### EXTRAIT DU DOCUMENT:
■ ■ ■

Des enjeux dramatiques très limités
Dans l’optique de développer une nouvelle franchise, les scénaristes et producteurs choisissent de raconter les origines du personnage à travers des séquences spatiales qui font écho à celles du premier Superman. On convoque pour cela plusieurs pointures comme Peter O’Toole, Mia Farrow ou encore Simon Ward qui sont chargés de donner du prestige à un film entièrement porté par une inconnue du grand public, à savoir la jeune Helen Slater. Ces séquences initiales indiquent rapidement l’option choisie par l’équipe artistique : les décors sont clinquants, pour ne pas dire outrageusement kitsch, de même que les costumes.
Parallèlement, la méchante sorcière terrestre incarnée avec gourmandise par Faye Dunaway est le pendant féminin du personnage de Lex Luthor (Gene Hackman dans le film de Richard Donner). En fait, l’intrigue semble calquée sur celle du film de 1978, mais dénuée du moindre enjeu véritablement sérieux. Ainsi, l’intégralité de l’histoire repose sur la jalousie éprouvée par une vieille sorcière en mode cougar envers la jeune héroïne, amoureuse d’un jardinier un peu benêt, mais beau gosse. Niveau enjeu dramatique, Supergirl n’est clairement pas au top.
Faye Dunaway, délicieusement excessive en sorcière cougar
Pour autant, nous ne serons pas aussi catégoriques que les critiques de l’époque qui furent assassines. Effectivement, le réalisateur Jeannot Szwarc a bien conscience qu’il n’est pas en train de tourner un chef-d’œuvre du cinéma et en profite pour glisser un humour camp plutôt sympathique. La seule présence de Faye Dunaway – inoubliable Joan Crawford dans Maman très chère – garantit un grand moment d’humour décalé. L’actrice ose pousser une fois de plus le curseur du cabotinage au maximum et ses interventions s’avèrent toujours réjouissantes pour peu que l’on aime l’humour bitchy.
Si l’on ajoute à cela un certain nombre de gags efficaces et un ton volontairement léger, on peut apprécier Supergirl en tant que sucrerie inoffensive destinée uniquement à divertir par une bonne dose de second degré. N’oublions pas que le cœur de cible d’un tel film était clairement le public enfantin puisque l’on estimait à cette époque que les adultes ne s’intéresseraient jamais aux aventures de héros en collants.
Quelques rares scènes spectaculaires
Dans ce grand déballage de kitscherie, Supergirl propose tout de même quelques séquences spectaculaires, bien que rares, comme la destruction d’un centre-ville par un bulldozer possédé, ainsi qu’un combat entre Supergirl et un monstre géant. Toutefois, celui qui peut être considéré comme le boss de fin pâtit du même caractère vaporeux qui faisait déjà des ravages à la fin de Krull (Yates, 1983). Rétrospectivement, on a un peu de mal à comprendre la raison d’être de plans flous sur un monstre que l’on imagine pourtant très réussi.

■ ■ ■

### DONNÉES EXTRAITES:
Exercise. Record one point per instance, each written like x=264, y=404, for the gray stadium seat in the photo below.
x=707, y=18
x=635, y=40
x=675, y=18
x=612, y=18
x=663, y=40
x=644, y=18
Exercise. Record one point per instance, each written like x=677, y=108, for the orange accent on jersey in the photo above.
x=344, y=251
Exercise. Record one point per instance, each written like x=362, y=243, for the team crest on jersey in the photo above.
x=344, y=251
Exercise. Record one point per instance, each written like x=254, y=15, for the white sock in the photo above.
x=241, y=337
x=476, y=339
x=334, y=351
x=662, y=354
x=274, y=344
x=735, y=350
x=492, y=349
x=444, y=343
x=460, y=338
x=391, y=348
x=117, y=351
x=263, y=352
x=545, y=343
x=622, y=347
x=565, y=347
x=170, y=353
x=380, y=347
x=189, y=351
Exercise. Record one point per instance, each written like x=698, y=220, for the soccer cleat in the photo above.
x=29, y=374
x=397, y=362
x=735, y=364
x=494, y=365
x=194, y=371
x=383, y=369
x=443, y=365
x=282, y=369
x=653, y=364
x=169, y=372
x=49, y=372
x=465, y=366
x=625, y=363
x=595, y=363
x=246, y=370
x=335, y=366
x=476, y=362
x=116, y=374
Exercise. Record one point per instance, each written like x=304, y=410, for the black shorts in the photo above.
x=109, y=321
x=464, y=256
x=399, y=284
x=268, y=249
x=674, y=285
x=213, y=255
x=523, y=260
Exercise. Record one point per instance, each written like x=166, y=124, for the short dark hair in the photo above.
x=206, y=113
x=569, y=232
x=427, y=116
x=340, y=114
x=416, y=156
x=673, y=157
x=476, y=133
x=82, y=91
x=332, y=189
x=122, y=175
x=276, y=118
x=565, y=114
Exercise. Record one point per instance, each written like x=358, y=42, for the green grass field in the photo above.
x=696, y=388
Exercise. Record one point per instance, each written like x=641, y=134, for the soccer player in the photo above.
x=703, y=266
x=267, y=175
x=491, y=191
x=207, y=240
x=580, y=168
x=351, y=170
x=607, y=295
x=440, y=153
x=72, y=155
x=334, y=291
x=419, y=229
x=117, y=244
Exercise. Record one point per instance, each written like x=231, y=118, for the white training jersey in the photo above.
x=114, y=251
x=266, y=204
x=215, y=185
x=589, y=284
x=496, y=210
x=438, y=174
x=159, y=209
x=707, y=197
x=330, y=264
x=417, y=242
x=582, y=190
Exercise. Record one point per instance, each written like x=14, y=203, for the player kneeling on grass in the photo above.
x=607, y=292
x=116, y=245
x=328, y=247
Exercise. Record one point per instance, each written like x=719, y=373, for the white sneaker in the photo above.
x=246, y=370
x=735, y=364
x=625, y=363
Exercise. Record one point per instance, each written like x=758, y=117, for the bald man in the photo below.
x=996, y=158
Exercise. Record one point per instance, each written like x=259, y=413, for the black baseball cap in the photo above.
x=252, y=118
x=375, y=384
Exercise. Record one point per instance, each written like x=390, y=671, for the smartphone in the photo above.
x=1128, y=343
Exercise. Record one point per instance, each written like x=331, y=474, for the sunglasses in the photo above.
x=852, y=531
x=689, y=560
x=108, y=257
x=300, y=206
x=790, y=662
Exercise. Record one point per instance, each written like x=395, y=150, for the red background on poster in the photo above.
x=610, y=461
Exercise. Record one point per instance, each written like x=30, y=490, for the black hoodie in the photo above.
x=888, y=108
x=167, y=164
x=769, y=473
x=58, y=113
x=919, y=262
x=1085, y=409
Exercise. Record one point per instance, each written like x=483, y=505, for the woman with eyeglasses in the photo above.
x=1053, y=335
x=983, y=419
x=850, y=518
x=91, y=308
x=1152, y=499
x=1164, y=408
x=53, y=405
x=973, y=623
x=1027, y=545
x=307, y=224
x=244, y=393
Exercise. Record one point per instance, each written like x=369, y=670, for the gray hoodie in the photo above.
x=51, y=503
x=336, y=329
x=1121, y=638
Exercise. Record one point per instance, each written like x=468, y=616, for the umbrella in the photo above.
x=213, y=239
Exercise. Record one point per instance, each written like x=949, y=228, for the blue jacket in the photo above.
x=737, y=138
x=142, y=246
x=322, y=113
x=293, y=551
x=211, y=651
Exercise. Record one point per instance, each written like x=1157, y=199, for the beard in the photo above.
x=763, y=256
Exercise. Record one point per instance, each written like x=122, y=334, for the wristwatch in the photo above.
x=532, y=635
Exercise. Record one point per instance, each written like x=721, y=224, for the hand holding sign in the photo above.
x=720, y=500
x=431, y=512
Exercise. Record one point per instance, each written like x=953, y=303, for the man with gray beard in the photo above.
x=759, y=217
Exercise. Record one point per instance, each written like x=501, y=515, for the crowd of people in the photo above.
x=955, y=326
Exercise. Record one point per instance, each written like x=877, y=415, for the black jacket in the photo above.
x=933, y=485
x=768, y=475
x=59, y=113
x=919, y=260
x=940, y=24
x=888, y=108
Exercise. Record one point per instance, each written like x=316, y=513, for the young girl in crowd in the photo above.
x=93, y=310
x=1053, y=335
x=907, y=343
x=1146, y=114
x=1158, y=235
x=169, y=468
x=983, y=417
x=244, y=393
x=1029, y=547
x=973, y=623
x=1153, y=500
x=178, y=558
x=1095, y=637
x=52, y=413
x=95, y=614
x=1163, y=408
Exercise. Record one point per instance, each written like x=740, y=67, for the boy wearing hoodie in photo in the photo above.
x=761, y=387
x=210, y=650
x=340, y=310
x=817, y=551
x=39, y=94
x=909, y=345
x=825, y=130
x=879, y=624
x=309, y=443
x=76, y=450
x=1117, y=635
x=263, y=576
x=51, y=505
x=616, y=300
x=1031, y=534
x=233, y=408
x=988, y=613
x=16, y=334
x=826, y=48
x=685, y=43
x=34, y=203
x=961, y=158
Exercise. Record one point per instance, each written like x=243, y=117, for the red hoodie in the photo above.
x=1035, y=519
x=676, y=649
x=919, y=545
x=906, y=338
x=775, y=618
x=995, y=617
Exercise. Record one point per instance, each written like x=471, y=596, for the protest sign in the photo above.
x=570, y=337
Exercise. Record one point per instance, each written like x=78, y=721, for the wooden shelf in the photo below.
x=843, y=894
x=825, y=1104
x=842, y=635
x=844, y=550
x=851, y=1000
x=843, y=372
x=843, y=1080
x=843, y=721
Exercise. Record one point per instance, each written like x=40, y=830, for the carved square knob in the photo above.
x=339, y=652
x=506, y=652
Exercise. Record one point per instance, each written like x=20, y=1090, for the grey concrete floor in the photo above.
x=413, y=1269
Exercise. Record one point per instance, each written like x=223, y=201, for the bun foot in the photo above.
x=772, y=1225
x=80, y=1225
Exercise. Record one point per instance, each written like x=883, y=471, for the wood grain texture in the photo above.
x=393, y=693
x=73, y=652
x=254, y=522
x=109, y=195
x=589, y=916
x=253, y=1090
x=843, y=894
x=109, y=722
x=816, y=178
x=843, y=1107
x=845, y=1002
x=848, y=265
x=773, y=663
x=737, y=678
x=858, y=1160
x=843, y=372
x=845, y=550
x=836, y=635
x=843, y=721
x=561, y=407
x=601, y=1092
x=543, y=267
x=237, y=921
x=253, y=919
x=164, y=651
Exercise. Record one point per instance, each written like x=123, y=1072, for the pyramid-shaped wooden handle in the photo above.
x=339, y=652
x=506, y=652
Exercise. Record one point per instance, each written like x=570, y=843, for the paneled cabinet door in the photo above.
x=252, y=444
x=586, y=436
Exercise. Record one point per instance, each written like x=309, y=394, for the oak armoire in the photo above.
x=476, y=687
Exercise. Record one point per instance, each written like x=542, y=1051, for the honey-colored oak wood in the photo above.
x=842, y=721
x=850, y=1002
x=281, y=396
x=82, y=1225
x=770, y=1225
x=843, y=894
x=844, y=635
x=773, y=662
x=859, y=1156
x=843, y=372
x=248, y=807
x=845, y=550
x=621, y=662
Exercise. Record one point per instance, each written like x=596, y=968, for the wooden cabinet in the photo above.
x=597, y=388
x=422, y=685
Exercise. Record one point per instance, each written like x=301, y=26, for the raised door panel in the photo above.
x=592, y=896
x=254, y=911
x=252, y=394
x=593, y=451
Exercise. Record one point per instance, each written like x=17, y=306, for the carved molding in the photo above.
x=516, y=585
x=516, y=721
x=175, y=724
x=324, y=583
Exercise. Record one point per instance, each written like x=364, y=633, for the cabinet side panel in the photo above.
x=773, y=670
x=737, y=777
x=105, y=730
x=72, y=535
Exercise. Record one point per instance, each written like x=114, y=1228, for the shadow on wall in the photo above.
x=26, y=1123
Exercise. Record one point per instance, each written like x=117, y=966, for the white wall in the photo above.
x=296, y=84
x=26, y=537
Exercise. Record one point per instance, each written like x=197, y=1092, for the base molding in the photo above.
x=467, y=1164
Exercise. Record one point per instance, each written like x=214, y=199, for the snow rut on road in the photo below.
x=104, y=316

■ ■ ■

### TÂCHES À RÉALISER:
[1] Répondez aux questions suivantes à partir de l'extrait sur Supergirl.
(a) Quelle jeune actrice, inconnue du grand public, porte entièrement le film ?
(b) Qui est le réalisateur du film ?
(c) Qu'est-ce qui détruit un centre-ville dans l'une des séquences spectaculaires ?
[2] Veuillez reprendre le passage de l'extrait sur Supergirl allant de « Si l’on ajoute » jusqu'à « héros en collants. » inclus, en remplaçant « public enfantin » par « jeune public ».
Les enregistrements n'ont aucun rôle ici.

### RÉSULTATS FINAUX:
[1]
(a) Helen Slater.
(b) Jeannot Szwarc.
(c) Un bulldozer possédé.

[2]
Si l’on ajoute à cela un certain nombre de gags efficaces et un ton volontairement léger, on peut apprécier Supergirl en tant que sucrerie inoffensive destinée uniquement à divertir par une bonne dose de second degré. N’oublions pas que le cœur de cible d’un tel film était clairement le jeune public puisque l’on estimait à cette époque que les adultes ne s’intéresseraient jamais aux aventures de héros en collants.